***** ENTRIES *****
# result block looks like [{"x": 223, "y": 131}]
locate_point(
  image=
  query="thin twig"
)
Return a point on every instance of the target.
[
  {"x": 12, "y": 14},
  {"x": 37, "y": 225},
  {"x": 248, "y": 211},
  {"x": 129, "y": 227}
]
*****
WORK INSTRUCTIONS.
Please rewrite each line of the material above as a string in a single JSON list, one string per line and no entries for blank lines.

CORRECT OUTPUT.
[
  "# result block looks like [{\"x\": 223, \"y\": 131}]",
  "locate_point(",
  "  image=",
  "  query=\"thin twig\"",
  ")",
  "Return a point on every instance of the target.",
  "[",
  "  {\"x\": 12, \"y\": 14},",
  "  {\"x\": 37, \"y\": 225},",
  "  {\"x\": 248, \"y\": 211},",
  "  {\"x\": 129, \"y\": 227}",
  "]"
]